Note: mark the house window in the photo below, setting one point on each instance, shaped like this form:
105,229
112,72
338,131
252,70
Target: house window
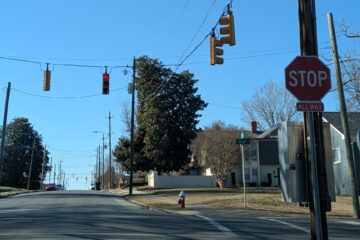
336,155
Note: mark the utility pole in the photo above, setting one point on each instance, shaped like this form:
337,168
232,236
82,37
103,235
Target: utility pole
55,175
98,156
243,173
132,129
42,169
31,161
59,175
50,171
4,128
103,156
314,132
344,119
110,154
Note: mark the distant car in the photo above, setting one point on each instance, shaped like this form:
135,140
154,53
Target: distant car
50,187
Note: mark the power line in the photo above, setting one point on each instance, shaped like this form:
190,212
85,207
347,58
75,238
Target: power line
70,97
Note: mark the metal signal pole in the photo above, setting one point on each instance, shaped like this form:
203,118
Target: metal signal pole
4,128
31,161
318,196
132,130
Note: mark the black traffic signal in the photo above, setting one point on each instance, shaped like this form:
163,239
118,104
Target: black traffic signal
47,76
215,52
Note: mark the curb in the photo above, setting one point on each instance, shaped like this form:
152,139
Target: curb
189,212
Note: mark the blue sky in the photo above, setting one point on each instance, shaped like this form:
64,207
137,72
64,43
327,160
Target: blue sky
112,32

————————

TO BE DONE: Could you rename "blue sky" to "clear sky" in the lines from the one holding "Note: mark the blue" through the last line, inclusive, and give those lines again with nothing else changed?

RESULT OF THIS EXERCISE:
Note: mark the clear sky in the photo above, setting one point on each instance, shaped like this form:
64,207
137,72
64,43
327,160
Target: clear sky
112,32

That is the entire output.